*** Begin section ***

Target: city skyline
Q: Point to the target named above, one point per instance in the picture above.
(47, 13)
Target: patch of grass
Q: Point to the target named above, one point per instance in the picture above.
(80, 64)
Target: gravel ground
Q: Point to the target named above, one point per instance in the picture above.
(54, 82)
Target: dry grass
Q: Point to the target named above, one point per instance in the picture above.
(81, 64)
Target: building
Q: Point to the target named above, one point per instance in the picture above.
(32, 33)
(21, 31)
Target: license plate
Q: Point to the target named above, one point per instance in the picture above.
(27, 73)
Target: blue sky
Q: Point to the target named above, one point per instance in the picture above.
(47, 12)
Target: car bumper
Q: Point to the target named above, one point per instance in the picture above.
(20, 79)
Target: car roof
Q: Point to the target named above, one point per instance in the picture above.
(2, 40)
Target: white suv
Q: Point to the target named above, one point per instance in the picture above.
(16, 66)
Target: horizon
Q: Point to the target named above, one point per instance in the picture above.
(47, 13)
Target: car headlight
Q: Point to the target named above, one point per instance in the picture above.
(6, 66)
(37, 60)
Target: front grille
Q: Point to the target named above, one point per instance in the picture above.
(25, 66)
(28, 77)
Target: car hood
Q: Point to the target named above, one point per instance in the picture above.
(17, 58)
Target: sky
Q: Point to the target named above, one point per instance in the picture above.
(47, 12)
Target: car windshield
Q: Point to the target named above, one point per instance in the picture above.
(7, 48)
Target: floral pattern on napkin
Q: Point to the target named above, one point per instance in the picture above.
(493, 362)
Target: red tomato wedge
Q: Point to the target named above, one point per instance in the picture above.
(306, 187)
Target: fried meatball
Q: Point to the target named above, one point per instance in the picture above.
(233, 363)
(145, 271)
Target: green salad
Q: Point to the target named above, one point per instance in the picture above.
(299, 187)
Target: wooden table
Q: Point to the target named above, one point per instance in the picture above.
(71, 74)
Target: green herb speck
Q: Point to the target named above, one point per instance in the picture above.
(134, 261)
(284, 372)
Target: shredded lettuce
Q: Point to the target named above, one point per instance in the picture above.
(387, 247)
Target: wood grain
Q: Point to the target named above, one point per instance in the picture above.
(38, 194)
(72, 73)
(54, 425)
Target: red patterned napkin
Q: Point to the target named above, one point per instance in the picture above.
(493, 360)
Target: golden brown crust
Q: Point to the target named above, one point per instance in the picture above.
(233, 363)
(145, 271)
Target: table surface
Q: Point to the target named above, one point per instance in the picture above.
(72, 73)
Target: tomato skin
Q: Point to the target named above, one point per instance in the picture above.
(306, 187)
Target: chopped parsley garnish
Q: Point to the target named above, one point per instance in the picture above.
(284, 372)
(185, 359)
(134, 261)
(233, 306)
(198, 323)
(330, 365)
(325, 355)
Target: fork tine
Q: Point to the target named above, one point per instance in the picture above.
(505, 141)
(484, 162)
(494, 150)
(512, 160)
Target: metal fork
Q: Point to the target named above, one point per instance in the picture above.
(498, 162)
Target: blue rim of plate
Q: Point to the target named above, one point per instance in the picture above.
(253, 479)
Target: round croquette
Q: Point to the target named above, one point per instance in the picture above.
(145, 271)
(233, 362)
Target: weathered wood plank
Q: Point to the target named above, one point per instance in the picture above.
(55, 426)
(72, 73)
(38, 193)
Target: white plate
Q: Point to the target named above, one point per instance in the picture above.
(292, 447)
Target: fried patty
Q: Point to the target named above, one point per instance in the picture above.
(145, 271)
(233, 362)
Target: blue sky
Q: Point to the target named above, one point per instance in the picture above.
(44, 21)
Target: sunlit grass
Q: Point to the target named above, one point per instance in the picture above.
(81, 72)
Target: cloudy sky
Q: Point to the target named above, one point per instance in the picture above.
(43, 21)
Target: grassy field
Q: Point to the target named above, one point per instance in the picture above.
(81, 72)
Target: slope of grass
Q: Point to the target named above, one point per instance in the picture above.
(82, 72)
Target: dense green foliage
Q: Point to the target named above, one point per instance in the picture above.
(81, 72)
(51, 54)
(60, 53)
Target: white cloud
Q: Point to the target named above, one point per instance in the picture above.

*** End section ***

Task goal:
Transcribe the full listing above without leaving anything out.

Answer to the exercise:
Target: city skyline
Q: Point to the target named above, one point per instance in the picture above.
(47, 13)
Target: patch of grass
Q: Point to the target named above, one point per instance in the picture above.
(80, 64)
Target: gravel ground
Q: Point to the target named above, one point per instance in the picture above.
(54, 82)
Target: dry grass
Q: Point to the target named above, one point per instance in the picture above.
(81, 64)
Target: building
Q: Point to the target named above, one point per instance in the picture above.
(32, 33)
(21, 31)
Target: license plate
Q: Point to the target named above, one point per instance in the picture above.
(27, 73)
Target: blue sky
Q: Point to the target named above, one point per instance in the picture above.
(47, 12)
Target: car bumper
Q: Point to the target named above, one point per instance in the picture above.
(20, 79)
Target: car roof
Q: Point to the target named above, one point per instance in the picture above.
(2, 40)
Target: white suv
Q: Point to the target named above, one point per instance in the picture above.
(16, 66)
Target: horizon
Q: Point to the target named above, one point per instance in the picture above.
(47, 13)
Target: car headlight
Q: Point to the target named above, one point per instance in the picture above.
(6, 66)
(37, 60)
Target: front grille
Q: Point to the target named above, one point per instance in the picture above.
(25, 66)
(28, 77)
Target: car hood
Q: Point to the target named above, one point per instance in the picture above.
(17, 58)
Target: sky
Q: Point to the target named above, one point per instance in the picture above.
(47, 12)
Target: car windshield
Q: Point to the target named above, one point per instance in the picture above.
(7, 48)
Target: floral pattern on napkin
Q: Point to the target named above, one point per instance in the picture above.
(493, 362)
Target: red tomato wedge
Q: Point to the target named above, one point per instance in the picture above.
(306, 187)
Target: fried meatball
Q: Point to the target named above, one point per instance in the picture above.
(233, 363)
(145, 271)
Target: green salad
Q: Point to the target named above, one point per instance in the picture above.
(299, 187)
Target: wooden table
Q: Point to the target named above, one point per instance in the picture above.
(71, 74)
Target: green herb speck
Q: Point to the target named above, one point per instance in the picture above.
(134, 261)
(284, 372)
Target: shredded lettuce
Q: Point to the target named above, one point per instance in the picture above.
(387, 247)
Target: wood grain
Q: Point to the target named above, one point per instance in the picture above.
(38, 194)
(72, 73)
(54, 425)
Target: red patterned napkin
Q: Point to the target named above, one point per instance in the picture above.
(493, 360)
Target: golden brown crust
Q: Point to the target named above, one point per instance in the picture above.
(233, 363)
(145, 271)
Target: table surface
Q: Point to the target named above, one point per instance in the picture above.
(72, 73)
Target: tomato skin
Q: Point to the target named above, one point per instance in the picture above.
(306, 187)
Target: chopped parsley garnish
Q: Point to the target named above, one point per instance in the picture above.
(284, 372)
(185, 359)
(134, 261)
(233, 306)
(198, 323)
(330, 365)
(325, 355)
Target: fork tine
Q: Point to the target named above, one point per instance in the picture above.
(505, 141)
(484, 162)
(494, 150)
(512, 160)
Target: metal fork
Q: Point to the target named above, one point per instance in the picture above.
(498, 162)
Target: blue rim of plate
Q: Point to the target named above, one point per instance in the picture above.
(253, 479)
Target: round croquette
Q: Point to the target named above, one point per instance in the picture above.
(145, 271)
(233, 362)
Target: weathered wood plank
Q: Point to the target named above, one point per instance in the picture above.
(55, 426)
(72, 73)
(38, 193)
Target: white plate
Q: Point to the target named above, one point per instance in the picture above.
(292, 447)
Target: fried patty
Q: Point to the target named above, one point per instance in the picture above.
(145, 271)
(233, 362)
Target: blue sky
Q: Point to the target named above, one point per instance in the picture above.
(44, 21)
Target: sunlit grass
Q: Point to the target named above, one point per instance in the picture above.
(81, 72)
Target: cloudy sky
Q: Point to the target named above, one point per instance in the picture above.
(43, 21)
Target: grassy field
Q: Point to the target named above, one point per instance in the picture above.
(81, 72)
Target: slope of grass
Q: Point to the target named above, one point per instance in the picture above.
(82, 72)
Target: dense green foliage
Q: Point to the target named above, one point per instance in the picture above.
(81, 72)
(51, 54)
(60, 53)
Target: white cloud
Q: Point to the target named above, one point per instance in the picture above.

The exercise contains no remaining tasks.